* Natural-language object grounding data
# # #

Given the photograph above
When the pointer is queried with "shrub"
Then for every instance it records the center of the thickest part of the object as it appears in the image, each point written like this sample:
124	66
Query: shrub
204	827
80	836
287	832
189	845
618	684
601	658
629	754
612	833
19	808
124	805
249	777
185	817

# # #

* Exercise aim
Please reproduce the records above in their entirety, exactly as given.

* Answer space
Given the photograph above
When the pointer is queried with "shrub"
Then for every instance it records the center of the thickest part of the object as it appears in the image, each point written like this sample:
124	66
Query: shrub
204	827
80	836
287	832
189	845
618	684
601	658
629	754
612	833
19	808
124	805
249	777
185	817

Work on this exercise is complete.